→ SUPPLIED INFORMATION:
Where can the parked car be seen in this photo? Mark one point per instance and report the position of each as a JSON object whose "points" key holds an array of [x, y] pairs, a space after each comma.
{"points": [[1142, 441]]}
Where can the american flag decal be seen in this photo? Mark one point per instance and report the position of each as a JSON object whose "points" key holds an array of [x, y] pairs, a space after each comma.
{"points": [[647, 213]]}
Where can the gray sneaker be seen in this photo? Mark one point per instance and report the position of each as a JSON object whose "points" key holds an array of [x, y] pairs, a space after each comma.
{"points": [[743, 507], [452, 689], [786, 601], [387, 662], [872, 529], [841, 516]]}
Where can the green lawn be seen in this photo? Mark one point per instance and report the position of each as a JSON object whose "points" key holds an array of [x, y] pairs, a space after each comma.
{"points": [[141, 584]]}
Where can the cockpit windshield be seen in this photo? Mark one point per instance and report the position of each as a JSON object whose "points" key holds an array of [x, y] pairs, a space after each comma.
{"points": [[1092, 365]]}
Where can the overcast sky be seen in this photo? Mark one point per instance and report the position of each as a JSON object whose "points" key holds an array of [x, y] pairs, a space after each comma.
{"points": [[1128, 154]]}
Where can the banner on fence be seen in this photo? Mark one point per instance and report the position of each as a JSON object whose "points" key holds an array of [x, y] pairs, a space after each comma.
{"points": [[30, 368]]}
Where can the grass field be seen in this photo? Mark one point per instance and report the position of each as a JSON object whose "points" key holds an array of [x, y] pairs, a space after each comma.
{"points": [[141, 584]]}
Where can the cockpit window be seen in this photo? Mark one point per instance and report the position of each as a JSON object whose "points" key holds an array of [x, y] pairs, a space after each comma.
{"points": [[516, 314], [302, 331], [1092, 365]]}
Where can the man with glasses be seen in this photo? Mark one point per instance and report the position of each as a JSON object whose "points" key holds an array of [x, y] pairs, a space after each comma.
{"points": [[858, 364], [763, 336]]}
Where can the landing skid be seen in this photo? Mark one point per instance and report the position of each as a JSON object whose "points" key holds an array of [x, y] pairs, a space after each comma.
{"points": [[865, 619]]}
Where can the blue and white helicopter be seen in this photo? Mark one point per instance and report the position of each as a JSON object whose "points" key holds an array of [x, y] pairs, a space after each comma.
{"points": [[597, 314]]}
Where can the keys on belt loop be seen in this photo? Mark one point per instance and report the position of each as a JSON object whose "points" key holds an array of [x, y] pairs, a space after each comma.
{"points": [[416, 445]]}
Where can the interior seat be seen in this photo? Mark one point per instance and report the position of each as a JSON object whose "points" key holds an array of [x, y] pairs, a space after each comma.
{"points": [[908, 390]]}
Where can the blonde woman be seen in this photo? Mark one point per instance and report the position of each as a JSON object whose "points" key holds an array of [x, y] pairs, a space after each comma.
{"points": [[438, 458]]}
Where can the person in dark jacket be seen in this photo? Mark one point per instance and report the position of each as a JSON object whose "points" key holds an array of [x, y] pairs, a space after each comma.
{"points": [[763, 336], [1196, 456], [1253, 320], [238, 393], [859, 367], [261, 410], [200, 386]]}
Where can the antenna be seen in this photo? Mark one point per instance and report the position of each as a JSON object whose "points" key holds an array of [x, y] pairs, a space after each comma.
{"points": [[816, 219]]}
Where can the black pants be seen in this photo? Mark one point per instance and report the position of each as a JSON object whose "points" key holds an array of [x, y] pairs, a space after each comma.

→ TASK DETAILS:
Print the data above exactly.

→ FINISHED TASK:
Where can the parked car be seen in this photo? Mark one point per instance and report the position of each as a JSON object whose "points" key holds an array of [x, y] pairs, a space after each comma.
{"points": [[1142, 441]]}
Where can the american flag decal be seen in this photo? Mark one point per instance and report the position of each as a JSON object whose "points" key holds an array of [x, y] pairs, a space after each comma.
{"points": [[647, 213]]}
Where can the gray sneaker be seen in this photo? Mark one point per instance and report the position of each as a JSON object whose "points" key holds an array of [x, y] pairs, a space after each comma.
{"points": [[743, 507], [452, 689], [786, 601], [387, 662], [872, 529], [841, 516]]}
Where can the green lawn be seen in this photo? Mark one point per instance and report the position of each as a JSON object whose "points" key holds an array of [x, y] pairs, a space after each comma.
{"points": [[141, 584]]}
Where can the cockpit windshield be seen in this photo? Mark one point per instance and report the position of each as a JSON object whose "points" key holds an array of [x, y] pairs, a space after each comma.
{"points": [[1092, 365]]}
Where can the overcast sky be seen in this photo? Mark one point per instance and report the position of each as a JSON object whose "points" key holds an array of [x, y] pairs, a space after each comma.
{"points": [[1128, 154]]}
Where can the banner on fence be seen in this photo? Mark one point per instance and report the position of each as a JSON object whose "points" key holds an array of [x, y] pairs, a space after each comma.
{"points": [[30, 368]]}
Where can the grass field be seen in this photo? Mark one point per instance and report the position of each as a JSON object whose "points" key holds an array of [x, y] pairs, a space after each comma.
{"points": [[141, 584]]}
Where can the cockpit window be seen in this photo? Mark one point per instance and report the position of each as a JSON object whose "points" key holds an array of [x, y] pairs, a space after each comma.
{"points": [[516, 314], [302, 331], [1092, 365]]}
Where can the man with glasses be seen in this photo? Mark one point per instance and report the position of each as a JSON object whose "points" key holds an array of [x, y] pairs, a space after each comma.
{"points": [[858, 364], [763, 336]]}
Where can the landing skid be seen in this photo? Mark one point per instance and report the position of each as a JSON object whose "points" key holds an array of [x, y] pairs, a space after each comma.
{"points": [[865, 619]]}
Where can the blue and white helicopter be seen in this photo? Mark one point per instance and report the position of each as a JSON object whose "points" key holds an array of [x, y] pairs, a space after each comma.
{"points": [[597, 314]]}
Where can the keys on belt loop be seen in this photo? Mark one point per instance and report the position of each as a JSON object whose "points" key holds an array of [x, y] pairs, a space after each comma.
{"points": [[416, 445]]}
Where can the interior seat be seen in this photo? Mark one point per instance and report the position of each as a JSON object whose "points" key holds an array of [x, y] pairs, a space after each comma.
{"points": [[908, 390]]}
Where can the blonde woman be seen in this photo? Mark one point per instance and report the position of each as a JSON object whose "points" key holds an array of [x, y] pairs, a space after each comma.
{"points": [[438, 458]]}
Where can the person in dark jacket be seen in this photo? Mark one point per instance and report the position of each as a JSON object whose "points" key holds an array of [x, y] pairs, a space after each comma.
{"points": [[763, 336], [1196, 456], [1253, 320], [238, 393], [859, 367], [261, 410], [200, 386]]}
Where can the antenna be seen in this photo? Mark one point per instance and report the position of each as a JSON object whose "points" key holds an array of [x, y] pairs, a space after each comma.
{"points": [[816, 219]]}
Where can the black pants be seen in this photo? Mark one point per instance and report the position of each as a JSON object whose "points" key holds an array of [x, y] pairs, a space after each comma.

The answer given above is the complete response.